Page text ::
########################################

Use cases - Amazon Redshift

Use cases

The following use cases demonstrate how to use CREATE MODEL to suit your needs.

Simple CREATE MODEL

The following summarizes the basic options of the CREATE MODEL syntax.

Simple CREATE MODEL syntax

CREATE MODEL model_name FROM { table_name | ( select_query ) } TARGET column_name FUNCTION prediction_function_name IAM_ROLE { default } SETTINGS ( S3_BUCKET 'bucket', [ MAX_CELLS integer ] )

Simple CREATE MODEL parameters

model_name

The name of the model. The model name in a schema must be unique.

FROM { table_name | ( select_query ) }

The table_name or the query that specifies the training data. They can either be an existing table in the system, or an Amazon Redshift-compatible SELECT query enclosed with parentheses, that is (). There must be at least two columns in the query result.

TARGET column_name

The name of the column that becomes the prediction target. The column must exist in the FROM clause.

########################################

Records supplied ::
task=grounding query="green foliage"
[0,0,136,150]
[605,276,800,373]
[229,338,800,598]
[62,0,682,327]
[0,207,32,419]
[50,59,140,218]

########################################

Exercise brief ::
Please write the next part of the Amazon Redshift CREATE MODEL page, starting right after its last sentence.

Written reply ::
FUNCTION prediction_function_name

A value that specifies the name of the Amazon Redshift machine learning function to be generated by the CREATE MODEL and used to make predictions using this model. The function is created in the same schema as the model object and can be overloaded.

Amazon Redshift machine learning supports models, such as Xtreme Gradient Boosted tree (XGBoost) models for regression and classification.

IAM_ROLE { default }

Use the default keyword to have Amazon Redshift use the IAM role that is set as default and associated with the cluster when the CREAT MODEL command runs.

S3_BUCKET 'bucket'

The name of the Amazon S3 bucket that you previously created used to share training data and artifacts between Amazon Redshift and SageMaker. Amazon Redshift creates a subfolder in this bucket prior to unload of the training data. When training is complete, Amazon Redshift deletes the created subfolder and its contents.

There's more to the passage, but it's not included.